Data excerpts:
- - - -
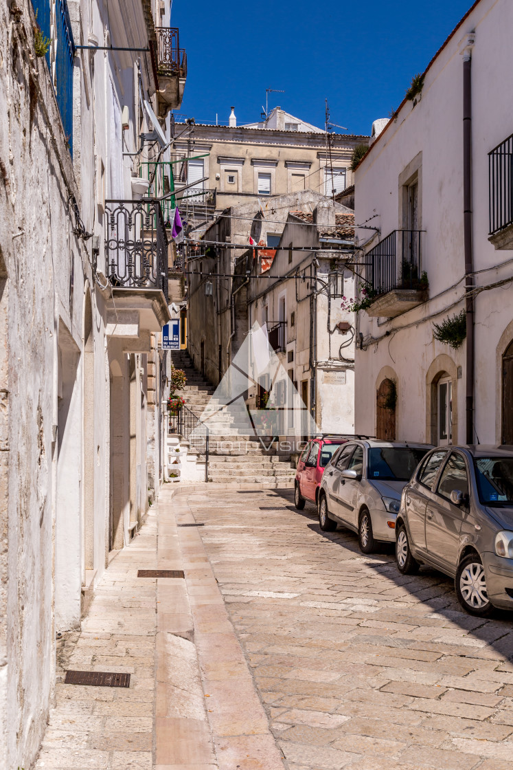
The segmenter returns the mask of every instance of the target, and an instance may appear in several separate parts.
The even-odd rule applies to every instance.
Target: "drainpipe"
[[[472,82],[471,50],[475,35],[467,35],[463,53],[463,244],[467,313],[465,424],[466,443],[474,444],[474,258],[472,246]]]

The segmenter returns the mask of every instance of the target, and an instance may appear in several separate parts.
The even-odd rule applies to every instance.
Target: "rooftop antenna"
[[[269,94],[284,94],[285,91],[281,91],[280,89],[265,89],[265,111],[262,113],[262,118],[265,116],[267,120],[267,116],[269,114]],[[262,109],[264,108],[262,107]]]

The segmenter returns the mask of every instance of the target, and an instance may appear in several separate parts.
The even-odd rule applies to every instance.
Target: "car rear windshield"
[[[369,481],[409,481],[427,449],[375,447],[368,450]]]
[[[339,444],[324,444],[321,450],[321,460],[319,465],[321,468],[325,468],[330,460],[340,447]]]
[[[513,457],[475,457],[475,480],[485,505],[513,505]]]

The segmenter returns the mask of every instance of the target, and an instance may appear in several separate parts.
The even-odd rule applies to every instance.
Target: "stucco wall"
[[[375,214],[371,224],[381,228],[384,237],[401,226],[400,177],[421,153],[421,228],[425,233],[421,270],[427,271],[430,296],[428,303],[391,321],[380,319],[378,323],[359,313],[359,330],[368,344],[366,350],[356,353],[358,431],[375,429],[377,378],[380,370],[389,366],[398,379],[397,437],[431,440],[426,377],[432,362],[448,355],[456,370],[461,367],[455,380],[458,413],[453,438],[455,442],[465,440],[466,343],[453,351],[434,340],[432,329],[433,322],[439,323],[464,306],[461,52],[465,34],[475,30],[471,51],[472,237],[474,270],[487,270],[475,276],[475,284],[485,286],[511,275],[507,265],[488,271],[511,257],[511,252],[495,251],[488,240],[488,153],[513,130],[508,108],[513,83],[511,79],[497,77],[498,72],[510,72],[513,65],[508,38],[511,25],[511,3],[481,0],[428,70],[421,100],[415,106],[405,102],[356,171],[355,219],[363,222]],[[364,231],[358,234],[361,240],[368,236]],[[501,440],[498,360],[504,348],[500,353],[498,348],[511,321],[512,291],[508,286],[485,291],[475,303],[475,426],[481,443]],[[408,328],[401,330],[405,326]]]

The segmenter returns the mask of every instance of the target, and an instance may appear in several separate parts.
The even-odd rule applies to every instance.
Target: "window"
[[[363,473],[363,450],[361,447],[357,447],[355,450],[355,454],[348,465],[348,470],[354,470],[357,476],[361,476]]]
[[[331,169],[327,166],[325,169],[325,195],[333,195],[334,189],[335,194],[345,189],[345,169],[333,169],[331,179]]]
[[[321,468],[325,468],[330,460],[338,449],[338,444],[325,444],[321,450],[321,462],[319,465]]]
[[[305,174],[291,174],[291,186],[292,192],[297,192],[298,190],[306,189],[306,183],[305,182]]]
[[[452,444],[452,382],[442,377],[438,382],[438,444]]]
[[[440,477],[438,492],[442,497],[450,500],[451,492],[455,489],[468,494],[467,464],[461,454],[451,452]]]
[[[280,243],[281,234],[278,233],[268,233],[265,238],[268,249],[276,249]]]
[[[431,488],[436,474],[446,455],[447,452],[433,452],[430,456],[418,474],[418,480],[423,487],[427,487],[428,489]]]
[[[258,172],[258,195],[271,195],[271,174]]]
[[[474,467],[481,502],[492,507],[510,507],[513,504],[513,459],[476,457]]]
[[[426,451],[408,447],[373,447],[368,450],[367,477],[376,481],[409,481]]]
[[[347,447],[345,447],[342,451],[340,453],[337,457],[337,468],[338,470],[345,470],[347,464],[349,461],[351,455],[353,454],[353,450],[355,449],[355,444],[350,444]]]
[[[187,184],[192,183],[193,186],[187,191],[188,196],[192,196],[195,192],[203,191],[203,182],[201,181],[205,176],[204,163],[202,160],[189,160],[187,163]]]

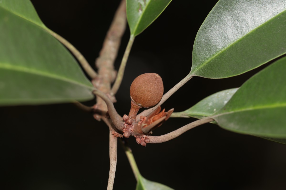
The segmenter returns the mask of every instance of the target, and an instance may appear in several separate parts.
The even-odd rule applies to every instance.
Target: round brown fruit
- - - -
Directions for this task: Reproduce the data, starting at the beginning and ending at the line containing "[[[513,457],[475,457],[475,480],[485,505],[513,505]]]", with both ends included, and shift every coordinate in the answers by adding 119 to each number. Leave the pictures out of your answer.

Worked solution:
The segmenter returns the mask of every instance of the target, and an instance may appear in several separate parts.
The even-odd rule applies to every instance.
Target: "drainpipe"
[[[591,201],[590,169],[594,154],[586,154],[582,172],[582,363],[586,432],[584,543],[585,562],[593,563],[593,377],[591,365]]]

The segmenter returns the mask of every instance of the target, and an instance may appear in several separate parts.
The even-odd rule applies to every instance.
Target: "rooftop antenna"
[[[388,213],[403,213],[404,210],[400,210],[399,208],[384,208],[384,230],[381,232],[381,237],[384,235],[386,239],[386,235],[388,233]],[[381,228],[383,227],[381,226]]]

The segmenter returns the mask of every instance of the target, and an instance may appear in several separate parts.
The even-odd rule applies to every instance.
Target: "car rear windshield"
[[[488,600],[528,600],[546,568],[494,566],[487,569]]]
[[[458,563],[443,563],[440,569],[440,579],[438,584],[440,587],[444,587],[449,579],[459,566]]]
[[[632,576],[594,576],[594,599],[604,624],[632,624]]]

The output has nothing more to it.